*Exercise objective*
Copy the stretch from the start of the records through the line containing "912), (368, 894)]]", substituting "polygon" for "outline" and leaving everything else unchanged.

*Record set*
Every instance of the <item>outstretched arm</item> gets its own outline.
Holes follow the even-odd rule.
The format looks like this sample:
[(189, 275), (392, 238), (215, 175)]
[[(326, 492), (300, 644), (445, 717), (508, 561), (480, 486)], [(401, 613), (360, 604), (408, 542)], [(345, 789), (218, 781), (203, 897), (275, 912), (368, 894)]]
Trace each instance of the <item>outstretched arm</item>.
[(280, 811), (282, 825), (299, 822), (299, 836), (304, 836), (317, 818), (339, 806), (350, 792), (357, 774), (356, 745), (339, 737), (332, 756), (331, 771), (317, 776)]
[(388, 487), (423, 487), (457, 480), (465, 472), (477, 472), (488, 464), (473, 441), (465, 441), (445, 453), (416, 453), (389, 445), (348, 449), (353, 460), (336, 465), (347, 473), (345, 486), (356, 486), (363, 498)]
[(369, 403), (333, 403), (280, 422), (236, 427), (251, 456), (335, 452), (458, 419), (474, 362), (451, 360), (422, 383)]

*Solution to this problem*
Every instance of the <item>outstretched arm</item> gets its own polygon.
Holes follow the even-odd rule.
The format looks like this sample:
[(189, 275), (392, 238), (215, 175)]
[[(326, 492), (300, 644), (445, 717), (508, 561), (480, 486)], [(401, 613), (360, 604), (408, 542)], [(345, 789), (218, 781), (203, 897), (275, 912), (368, 894)]]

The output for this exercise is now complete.